-- START --
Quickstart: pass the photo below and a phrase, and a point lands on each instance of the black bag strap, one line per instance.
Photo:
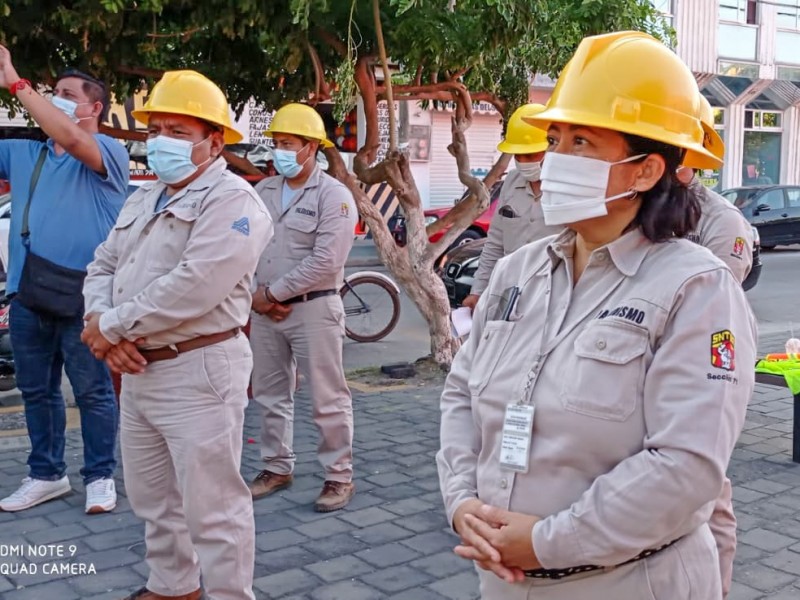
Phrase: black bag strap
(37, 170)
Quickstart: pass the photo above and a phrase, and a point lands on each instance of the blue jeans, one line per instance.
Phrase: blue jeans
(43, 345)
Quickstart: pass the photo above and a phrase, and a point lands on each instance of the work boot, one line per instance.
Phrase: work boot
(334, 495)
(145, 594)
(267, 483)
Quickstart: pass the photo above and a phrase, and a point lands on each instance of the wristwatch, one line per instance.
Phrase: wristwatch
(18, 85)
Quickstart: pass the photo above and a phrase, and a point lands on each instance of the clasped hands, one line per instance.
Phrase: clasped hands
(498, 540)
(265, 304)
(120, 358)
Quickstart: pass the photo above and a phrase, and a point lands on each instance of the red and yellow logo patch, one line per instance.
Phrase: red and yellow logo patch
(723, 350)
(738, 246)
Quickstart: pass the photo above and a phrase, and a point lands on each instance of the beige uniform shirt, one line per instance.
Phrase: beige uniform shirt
-- END --
-- START --
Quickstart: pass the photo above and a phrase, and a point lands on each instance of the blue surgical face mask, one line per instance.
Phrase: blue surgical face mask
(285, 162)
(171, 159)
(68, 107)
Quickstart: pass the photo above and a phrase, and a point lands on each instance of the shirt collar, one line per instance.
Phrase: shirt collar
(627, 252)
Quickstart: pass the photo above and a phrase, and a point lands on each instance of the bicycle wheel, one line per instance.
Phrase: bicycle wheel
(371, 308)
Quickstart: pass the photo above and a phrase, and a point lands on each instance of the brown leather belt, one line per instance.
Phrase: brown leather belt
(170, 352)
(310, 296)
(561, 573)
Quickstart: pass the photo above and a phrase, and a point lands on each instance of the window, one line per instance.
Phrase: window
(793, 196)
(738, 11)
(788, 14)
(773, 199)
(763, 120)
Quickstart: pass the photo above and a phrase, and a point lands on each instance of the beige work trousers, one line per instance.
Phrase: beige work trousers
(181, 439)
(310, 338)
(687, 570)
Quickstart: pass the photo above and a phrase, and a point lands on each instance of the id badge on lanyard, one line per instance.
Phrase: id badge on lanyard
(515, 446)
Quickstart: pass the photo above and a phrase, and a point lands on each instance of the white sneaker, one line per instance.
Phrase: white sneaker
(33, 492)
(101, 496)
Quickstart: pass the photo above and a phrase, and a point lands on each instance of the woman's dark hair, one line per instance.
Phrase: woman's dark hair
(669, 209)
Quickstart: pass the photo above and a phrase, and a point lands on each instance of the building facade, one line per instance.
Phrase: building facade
-- END --
-- START --
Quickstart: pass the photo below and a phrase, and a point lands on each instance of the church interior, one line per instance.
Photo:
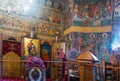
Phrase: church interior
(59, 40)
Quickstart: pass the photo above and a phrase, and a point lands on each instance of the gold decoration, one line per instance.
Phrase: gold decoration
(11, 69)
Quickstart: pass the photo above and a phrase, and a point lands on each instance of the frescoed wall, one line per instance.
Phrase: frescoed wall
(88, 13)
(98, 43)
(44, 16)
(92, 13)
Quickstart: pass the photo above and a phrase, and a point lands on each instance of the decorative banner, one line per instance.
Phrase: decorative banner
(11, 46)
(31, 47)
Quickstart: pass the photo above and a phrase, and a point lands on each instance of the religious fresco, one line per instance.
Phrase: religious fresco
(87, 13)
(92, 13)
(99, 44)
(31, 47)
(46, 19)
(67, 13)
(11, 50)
-- END --
→ Aim: Can you duplicate, line for line and unchanged, the part of the records that opens with the line containing "facade, one line per instance." and closes with the line containing "Phrase: building facade", both of those lines included?

→ Reply:
Quickstart: pass the photo above and a phrase, and a point lands on each instance of the building facade, one line per instance.
Phrase: building facade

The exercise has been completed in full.